Our physicians heed the call of volunteerism, delivering on the promise of care – and caring – to those who need it most
In the summer of 2015, Christina Johnson, MD, PhD, was finishing her first year with Overlook’s Family Medicine residency program. Her grandmother was living with her at the time, and the two of them were enjoying a walk through Downtown Summit. Whether by fate or fortuitousness, something directed Dr. Johnson’s gaze to a sign for Family Promise, an organization that provides community-based temporary housing, meals, and social services to homeless families and those at risk of homelessness. “In this area, that’s a problem?” Dr. Johnson says she remembers thinking. “I had no idea.”
She reached out to the Union County chapter of the national group, currently in its 30th year, and submitted forms to volunteer. What began as “just a little bit” of volunteering soon blossomed into more when the Family Promise of Union County director recognized that Dr. Johnson’s professional background could help to fill a void. “A lot of our guests have needs that go beyond housing – they have emotional needs, health needs,” she explains. And so it was that Wellness Wednesdays were created; while kids partake in a reading program, Dr. Johnson meets with their parents to discuss core principles of family medicine and preventive health – the importance of vaccines, for example, and screenings and nutrition and wellness.
Dr. Johnson pulled in other members of Overlook Family Medicine, too. Judy Washington, MD, associate program director and women’s health coordinator for Overlook Family Medicine, joined Dr. Johnson as a co-investigator on a $20,000 grant the group received to promote nutrition and exercise among participating families. Says Dr. Washington, who was raised by a single mother while growing up in Birmingham, AL, “My life could have been like the lives of the families we help, but my mother had good family support. Sometimes people get knocked off course by certain circumstances. Family Promise is a pathway. It allows women to journey from a terrible situation and move on to something better. Family Promise provides a safe place and a family. These mothers just want to be independent and provide for their children.”
For Joseph Tribuna, MD, director of the Family Medicine residency program, working with Family Promise was a natural progression from volunteer work that he was already doing with his church. As part of the Family Promise of Union County program, nearly 20 houses of worship in the area band together to provide transitional housing to families in need; Dr. Tribuna’s own congregation – Church of the Little Flower in Berkeley Heights – was one of them. He lends a hand setting up and moving out beds and linens for guests. He says he’s often asked why he volunteers when he already gives so much to others as a physician. “I give my heart and soul to being a doctor, but volunteering is a separate entity,” he explains. “It feels good to help people in need. It makes you a better person in general. It’s therapeutic – it’s a part of wellness, actually.”

### RAW DATA
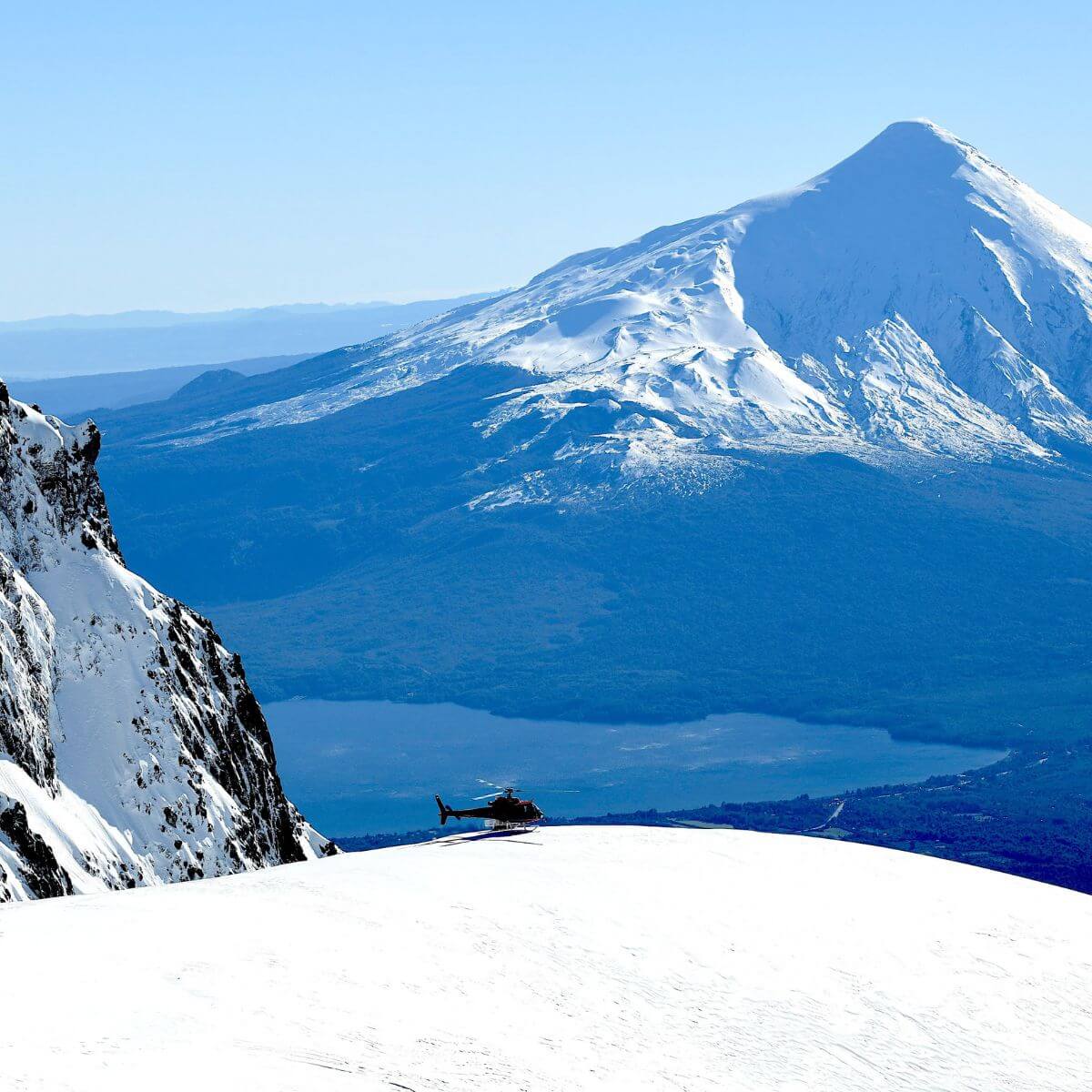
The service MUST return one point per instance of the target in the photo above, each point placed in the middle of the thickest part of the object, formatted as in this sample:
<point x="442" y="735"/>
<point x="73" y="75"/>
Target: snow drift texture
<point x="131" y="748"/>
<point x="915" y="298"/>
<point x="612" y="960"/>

==

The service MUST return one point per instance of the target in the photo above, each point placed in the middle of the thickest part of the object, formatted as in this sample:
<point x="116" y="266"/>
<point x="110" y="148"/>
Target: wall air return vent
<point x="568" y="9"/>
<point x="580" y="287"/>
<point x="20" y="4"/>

### EXERCISE 1
Repeat the Family Promise volunteering text between "She reached out" and "nutrition and wellness.", inclusive.
### EXERCISE 2
According to the Family Promise volunteering text, why were Wellness Wednesdays created?
The material has no role here.

### ANSWER SPACE 1
She reached out to the Union County chapter of the national group, currently in its 30th year, and submitted forms to volunteer. What began as “just a little bit” of volunteering soon blossomed into more when the Family Promise of Union County director recognized that Dr. Johnson’s professional background could help to fill a void. “A lot of our guests have needs that go beyond housing – they have emotional needs, health needs,” she explains. And so it was that Wellness Wednesdays were created; while kids partake in a reading program, Dr. Johnson meets with their parents to discuss core principles of family medicine and preventive health – the importance of vaccines, for example, and screenings and nutrition and wellness.

### ANSWER SPACE 2
Many Family Promise guests had needs beyond housing, including emotional and health needs. The Union County director recognized that Dr. Johnson's professional background could help fill that void.